In 2002, natural gas production increased in Russia, Georgia, Uzbekistan, Poland, and Kazakhstan and fell in most of the other EE/FSU countries. The main exporters of gas were Russia, Kazakhstan, Turkmenistan, and Uzbekistan. Belarus, the Czech Republic, Slovakia, and Hungary were among the region’s largest importers in 2002. Kazakhstan, a net importer, also exported about 70 billion cubic feet of gas to other countries in the region. Overall gas production in the EE/FSU has been increasing over the past few years, but consumption still remains well below the levels of the early 1990s.

Figure 48. Russian Natural Gas Exports by Destination, 2002.  Need help, call the National Energy Information Center at 202-586-8800.
Figure Data

Russia is a preeminent force in global natural gas trade. In 2002, it exported 4.5 trillion cubic feet of gas to other European countries (Figure 48) and to Turkey, accounting for 29 percent of global pipeline trade [19]. The only other significant regional participant in the pipeline trade was Turkmenistan, with a 1.1-percent market share consisting of deliveries to Iran. Russia’s total exports were flat from 2001 to 2002, with slightly lower exports to Western Europe and slightly higher exports to Eastern Europe. In 2002, Western Europe received 64 percent of Russia’s exports.

Russia is exploring options to export natural gas to China and South Korea. Gazprom, Rusiya Petroleum, South Korea’s state-owned Korea Gas Corporation (KOGAS), and the Chinese National Petroleum Company (CNPC) have started negotiations on the construction of a pipeline that would connect Russia’s Kovykta field to South Korea and provinces in Northeast China. The pipeline, with a capacity of 706 billion cubic feet per year, would deliver about two-thirds of its gas annually to China and the remainder to South Korea. It is expected to come on line as early as 2008.

Provided data |
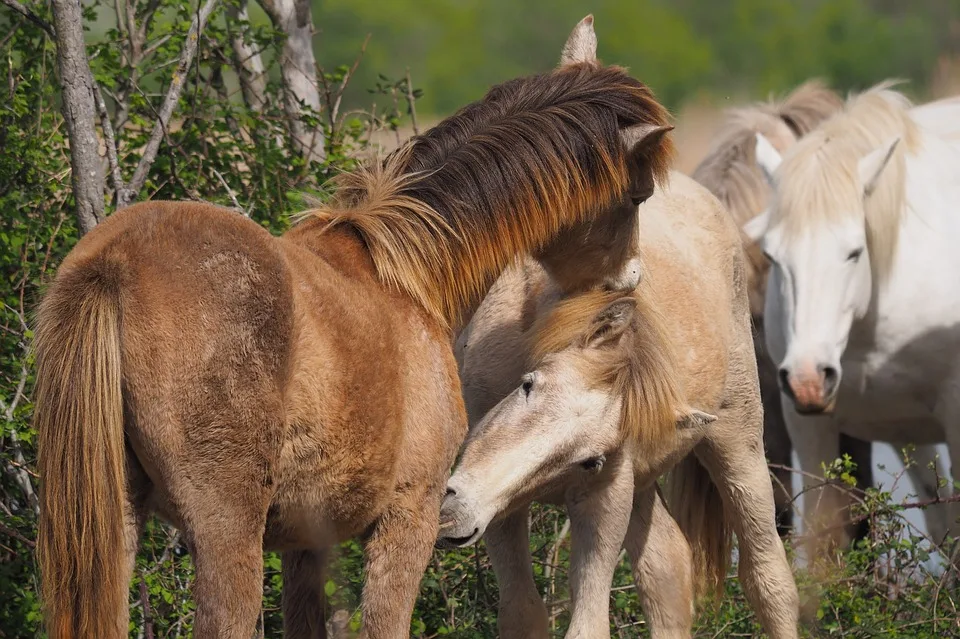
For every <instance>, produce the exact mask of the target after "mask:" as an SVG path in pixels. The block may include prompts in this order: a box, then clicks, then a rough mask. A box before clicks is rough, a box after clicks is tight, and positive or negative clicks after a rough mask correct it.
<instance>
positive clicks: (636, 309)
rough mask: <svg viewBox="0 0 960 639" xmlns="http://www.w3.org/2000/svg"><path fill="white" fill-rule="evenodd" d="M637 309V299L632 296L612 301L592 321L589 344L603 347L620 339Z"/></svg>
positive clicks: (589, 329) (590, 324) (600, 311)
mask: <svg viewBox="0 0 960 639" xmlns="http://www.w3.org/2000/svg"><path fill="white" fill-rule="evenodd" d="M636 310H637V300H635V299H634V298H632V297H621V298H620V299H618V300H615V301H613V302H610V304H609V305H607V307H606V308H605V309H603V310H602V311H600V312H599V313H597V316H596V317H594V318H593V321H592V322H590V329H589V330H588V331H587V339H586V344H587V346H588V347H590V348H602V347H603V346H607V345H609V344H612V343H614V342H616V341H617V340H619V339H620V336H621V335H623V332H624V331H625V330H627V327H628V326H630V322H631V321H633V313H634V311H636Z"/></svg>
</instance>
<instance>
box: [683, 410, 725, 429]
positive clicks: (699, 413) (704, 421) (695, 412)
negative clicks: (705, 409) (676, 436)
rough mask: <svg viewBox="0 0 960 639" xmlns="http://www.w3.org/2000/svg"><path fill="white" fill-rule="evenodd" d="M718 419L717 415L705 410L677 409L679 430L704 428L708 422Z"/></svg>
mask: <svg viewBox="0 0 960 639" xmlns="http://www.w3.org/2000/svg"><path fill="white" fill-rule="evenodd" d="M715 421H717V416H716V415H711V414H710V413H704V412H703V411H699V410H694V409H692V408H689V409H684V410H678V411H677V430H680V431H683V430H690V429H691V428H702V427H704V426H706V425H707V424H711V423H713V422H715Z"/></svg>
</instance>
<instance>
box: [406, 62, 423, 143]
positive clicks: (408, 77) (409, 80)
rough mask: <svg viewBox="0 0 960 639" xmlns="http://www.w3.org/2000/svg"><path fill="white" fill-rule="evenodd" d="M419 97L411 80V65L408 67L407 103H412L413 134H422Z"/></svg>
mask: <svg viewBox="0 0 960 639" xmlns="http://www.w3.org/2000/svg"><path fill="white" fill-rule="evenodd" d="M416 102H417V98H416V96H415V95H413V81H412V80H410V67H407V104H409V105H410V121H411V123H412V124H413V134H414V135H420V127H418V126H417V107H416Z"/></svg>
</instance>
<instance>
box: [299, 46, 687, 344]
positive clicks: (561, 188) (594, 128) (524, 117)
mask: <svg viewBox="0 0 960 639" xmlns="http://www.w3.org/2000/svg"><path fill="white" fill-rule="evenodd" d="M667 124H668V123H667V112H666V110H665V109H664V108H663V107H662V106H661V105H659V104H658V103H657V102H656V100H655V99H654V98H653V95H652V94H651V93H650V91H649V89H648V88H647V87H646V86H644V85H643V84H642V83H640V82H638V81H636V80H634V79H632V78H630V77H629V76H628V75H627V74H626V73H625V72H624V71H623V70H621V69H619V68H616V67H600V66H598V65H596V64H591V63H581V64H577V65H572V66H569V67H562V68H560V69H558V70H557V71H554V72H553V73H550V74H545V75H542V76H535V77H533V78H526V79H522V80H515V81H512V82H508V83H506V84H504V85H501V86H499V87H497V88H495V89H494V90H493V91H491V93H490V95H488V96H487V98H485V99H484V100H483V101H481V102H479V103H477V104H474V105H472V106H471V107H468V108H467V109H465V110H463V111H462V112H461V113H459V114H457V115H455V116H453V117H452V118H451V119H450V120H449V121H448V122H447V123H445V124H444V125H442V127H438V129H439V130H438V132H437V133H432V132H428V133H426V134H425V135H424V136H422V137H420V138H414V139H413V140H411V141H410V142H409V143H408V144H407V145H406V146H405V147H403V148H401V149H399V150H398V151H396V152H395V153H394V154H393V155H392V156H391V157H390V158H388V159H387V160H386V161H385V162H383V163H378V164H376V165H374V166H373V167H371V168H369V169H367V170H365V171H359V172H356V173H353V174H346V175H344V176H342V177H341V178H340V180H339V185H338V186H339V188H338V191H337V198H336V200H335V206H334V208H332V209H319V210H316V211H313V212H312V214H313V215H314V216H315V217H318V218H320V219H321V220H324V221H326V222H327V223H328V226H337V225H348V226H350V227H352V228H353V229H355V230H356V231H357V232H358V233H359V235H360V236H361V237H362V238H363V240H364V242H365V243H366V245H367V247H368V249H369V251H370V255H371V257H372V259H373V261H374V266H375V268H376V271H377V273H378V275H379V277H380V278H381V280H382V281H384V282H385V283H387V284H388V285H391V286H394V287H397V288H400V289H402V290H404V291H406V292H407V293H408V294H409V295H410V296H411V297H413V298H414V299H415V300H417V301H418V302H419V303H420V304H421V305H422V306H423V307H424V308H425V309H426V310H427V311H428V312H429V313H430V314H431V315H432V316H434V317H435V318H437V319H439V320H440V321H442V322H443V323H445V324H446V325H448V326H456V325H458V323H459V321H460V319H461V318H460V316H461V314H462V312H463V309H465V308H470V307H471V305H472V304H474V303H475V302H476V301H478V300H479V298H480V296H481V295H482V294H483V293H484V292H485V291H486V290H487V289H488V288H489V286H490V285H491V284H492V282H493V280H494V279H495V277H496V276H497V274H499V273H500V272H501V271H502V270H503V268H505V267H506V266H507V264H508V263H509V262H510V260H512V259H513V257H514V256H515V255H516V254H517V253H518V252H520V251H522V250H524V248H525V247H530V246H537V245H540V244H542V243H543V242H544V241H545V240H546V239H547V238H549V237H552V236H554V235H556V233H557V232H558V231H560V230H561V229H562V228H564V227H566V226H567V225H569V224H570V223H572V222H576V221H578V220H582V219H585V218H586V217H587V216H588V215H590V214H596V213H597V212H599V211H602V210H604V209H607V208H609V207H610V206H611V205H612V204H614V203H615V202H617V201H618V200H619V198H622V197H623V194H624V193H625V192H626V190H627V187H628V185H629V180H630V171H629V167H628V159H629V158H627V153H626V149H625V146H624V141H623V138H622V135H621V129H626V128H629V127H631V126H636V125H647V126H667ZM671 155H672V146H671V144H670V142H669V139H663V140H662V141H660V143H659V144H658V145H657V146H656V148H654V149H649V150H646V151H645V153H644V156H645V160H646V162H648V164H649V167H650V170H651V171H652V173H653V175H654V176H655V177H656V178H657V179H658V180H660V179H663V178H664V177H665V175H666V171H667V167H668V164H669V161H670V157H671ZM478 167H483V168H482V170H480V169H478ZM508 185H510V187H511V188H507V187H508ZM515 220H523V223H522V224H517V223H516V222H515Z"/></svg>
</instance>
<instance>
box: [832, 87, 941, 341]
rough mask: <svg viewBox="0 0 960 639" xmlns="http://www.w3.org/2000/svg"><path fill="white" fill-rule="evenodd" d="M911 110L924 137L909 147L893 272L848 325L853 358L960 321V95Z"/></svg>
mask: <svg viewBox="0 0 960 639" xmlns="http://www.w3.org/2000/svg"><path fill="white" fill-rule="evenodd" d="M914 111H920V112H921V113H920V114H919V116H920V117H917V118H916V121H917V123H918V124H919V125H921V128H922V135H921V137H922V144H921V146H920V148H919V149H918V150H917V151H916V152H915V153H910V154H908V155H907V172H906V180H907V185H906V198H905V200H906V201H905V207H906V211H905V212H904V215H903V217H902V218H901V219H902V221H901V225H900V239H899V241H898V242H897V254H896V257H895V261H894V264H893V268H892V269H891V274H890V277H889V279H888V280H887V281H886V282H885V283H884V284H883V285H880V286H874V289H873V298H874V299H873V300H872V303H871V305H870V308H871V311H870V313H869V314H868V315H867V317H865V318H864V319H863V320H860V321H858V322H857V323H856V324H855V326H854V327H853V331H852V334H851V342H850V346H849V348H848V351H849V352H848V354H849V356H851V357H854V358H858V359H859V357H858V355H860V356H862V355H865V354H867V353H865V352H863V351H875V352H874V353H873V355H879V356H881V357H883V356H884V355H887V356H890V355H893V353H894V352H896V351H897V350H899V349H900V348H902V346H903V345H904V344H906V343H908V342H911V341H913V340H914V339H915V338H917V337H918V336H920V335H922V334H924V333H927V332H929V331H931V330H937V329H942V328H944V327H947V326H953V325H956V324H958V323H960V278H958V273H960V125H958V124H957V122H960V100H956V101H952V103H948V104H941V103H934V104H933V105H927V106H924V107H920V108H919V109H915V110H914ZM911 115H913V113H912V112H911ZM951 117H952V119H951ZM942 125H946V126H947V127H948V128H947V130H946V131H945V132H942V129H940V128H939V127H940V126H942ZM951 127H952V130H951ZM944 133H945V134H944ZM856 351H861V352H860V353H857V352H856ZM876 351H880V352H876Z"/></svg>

Work task |
Render this sentence from the passage on natural gas trade in Spanish: "The main exporters of gas were Russia, Kazakhstan, Turkmenistan, and Uzbekistan." The items are drawn from a different source than the text.

Response to this exercise |
Los principales exportadores de gas fueron Rusia, Kazajistán, Turkmenistán y Uzbekistán.